##### Data shown #####
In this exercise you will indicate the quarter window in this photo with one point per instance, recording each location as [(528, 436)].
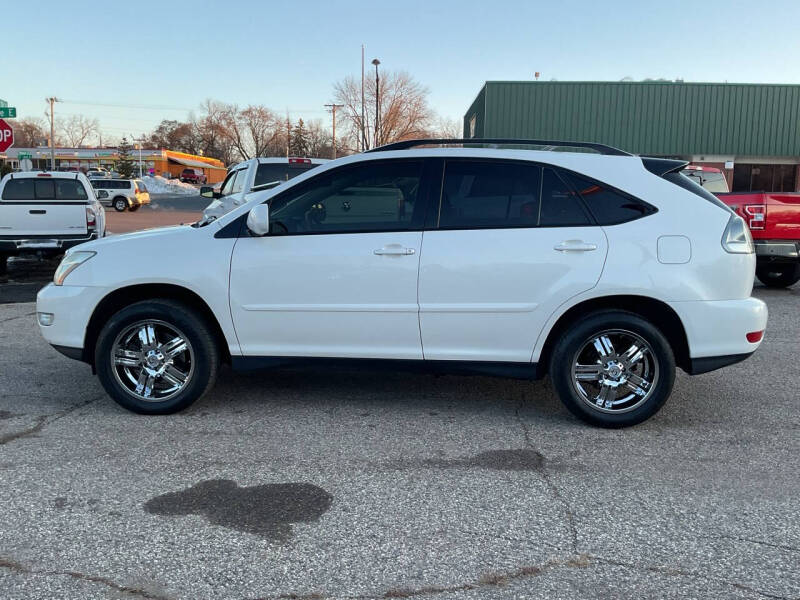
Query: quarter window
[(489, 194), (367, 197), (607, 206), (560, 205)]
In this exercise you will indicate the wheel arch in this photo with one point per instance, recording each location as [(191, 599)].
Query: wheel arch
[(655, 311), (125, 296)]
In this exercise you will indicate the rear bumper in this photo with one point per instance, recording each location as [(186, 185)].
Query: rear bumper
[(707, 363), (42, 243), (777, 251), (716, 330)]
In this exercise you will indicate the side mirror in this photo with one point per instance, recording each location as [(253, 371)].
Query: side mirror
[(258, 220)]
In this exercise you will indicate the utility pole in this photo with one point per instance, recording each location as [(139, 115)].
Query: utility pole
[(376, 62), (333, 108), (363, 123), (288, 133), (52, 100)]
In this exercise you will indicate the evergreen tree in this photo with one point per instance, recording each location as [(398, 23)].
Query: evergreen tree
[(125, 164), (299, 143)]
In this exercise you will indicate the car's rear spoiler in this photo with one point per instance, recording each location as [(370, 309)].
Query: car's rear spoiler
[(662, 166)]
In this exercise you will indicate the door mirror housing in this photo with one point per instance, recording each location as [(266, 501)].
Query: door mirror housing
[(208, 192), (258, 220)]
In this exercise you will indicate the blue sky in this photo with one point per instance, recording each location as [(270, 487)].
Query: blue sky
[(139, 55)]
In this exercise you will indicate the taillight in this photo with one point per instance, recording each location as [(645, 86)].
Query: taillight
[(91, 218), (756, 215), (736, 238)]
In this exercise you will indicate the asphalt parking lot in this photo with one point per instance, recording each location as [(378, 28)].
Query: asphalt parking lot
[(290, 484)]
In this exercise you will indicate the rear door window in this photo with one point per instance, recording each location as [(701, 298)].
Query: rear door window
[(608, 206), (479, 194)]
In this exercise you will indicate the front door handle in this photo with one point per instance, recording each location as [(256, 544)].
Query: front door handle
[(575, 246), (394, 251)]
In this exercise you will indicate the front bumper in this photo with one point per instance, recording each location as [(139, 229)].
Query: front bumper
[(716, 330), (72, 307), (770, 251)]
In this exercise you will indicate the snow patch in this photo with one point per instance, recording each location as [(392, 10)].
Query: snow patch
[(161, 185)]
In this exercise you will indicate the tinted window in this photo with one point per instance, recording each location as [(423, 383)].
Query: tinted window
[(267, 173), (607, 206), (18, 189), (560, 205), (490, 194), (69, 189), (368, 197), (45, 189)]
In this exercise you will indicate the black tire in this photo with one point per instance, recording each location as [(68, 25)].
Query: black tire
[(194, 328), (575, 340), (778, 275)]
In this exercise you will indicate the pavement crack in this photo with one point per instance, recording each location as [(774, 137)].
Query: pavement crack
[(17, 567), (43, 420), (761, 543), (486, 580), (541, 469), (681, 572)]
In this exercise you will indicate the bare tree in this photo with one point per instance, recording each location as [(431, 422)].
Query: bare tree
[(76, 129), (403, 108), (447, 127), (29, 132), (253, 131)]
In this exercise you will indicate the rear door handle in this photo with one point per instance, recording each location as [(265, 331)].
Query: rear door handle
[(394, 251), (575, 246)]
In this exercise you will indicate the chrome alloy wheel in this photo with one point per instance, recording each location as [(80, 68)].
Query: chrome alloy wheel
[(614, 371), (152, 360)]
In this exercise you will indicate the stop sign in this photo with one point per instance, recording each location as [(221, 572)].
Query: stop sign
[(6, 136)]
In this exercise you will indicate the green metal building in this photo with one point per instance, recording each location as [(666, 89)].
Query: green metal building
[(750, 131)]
#####
◆ Your objective ◆
Locate "In this exercise you will indicate the front door" in the material, then quote the line that contains it and all lines after it through the final one.

◆ Full answer ◆
In this exercise you will indicate the front door handle in this photo with one point per instance, recording each location as [(256, 544)].
Query: front door handle
[(575, 246), (394, 251)]
In this exercise you will indicate the front bumper in this photo with one point per instance, recording each location as [(139, 229)].
Query: front bumper
[(716, 330), (72, 307), (770, 251)]
In this exercise you will indicate the snow patch in this photo with one point per instance, recording each location as [(392, 10)].
Query: snow patch
[(161, 185)]
In this exercise you will indicate the tinted window in this photo with one point per instance, recording each location as [(423, 383)].
Query: tinted window
[(267, 173), (607, 206), (18, 189), (560, 205), (490, 194), (69, 189), (368, 197), (45, 189)]
In this exercise you will indicate the black tire in this photo with one point per instance, recording each location as [(68, 25)].
Query: black tire
[(194, 328), (575, 340), (778, 275)]
In this exercise you will indicate the pavement crack in this photo with one point per instance, recording each location as [(774, 137)].
Query: pavement crack
[(17, 567), (43, 420), (761, 543), (486, 580), (541, 469), (681, 572)]
In this exercise you will indicate the bare tree in this photo with one point per instance, recording each location as [(431, 422)].
Query: bare tree
[(76, 129), (403, 108), (447, 127), (29, 132), (253, 131)]
In this exercise you will indicate the rear door handle in this photo with one point per instance, recording each location as [(265, 331)].
Query: rear door handle
[(394, 251), (575, 246)]
In this exercise you will indicate the chrome alloy wheel in this photo with one point per instance, recording each location as [(80, 68)].
Query: chrome alloy wheel
[(614, 371), (152, 360)]
In this exercise you will indicate the stop sign in this photo with one point per instance, recording each location as [(221, 572)].
Query: stop sign
[(6, 136)]
In this exercise you will indicate the green metal building in this photo with one point per instance, recording each location as [(666, 89)].
Query: green metal building
[(750, 131)]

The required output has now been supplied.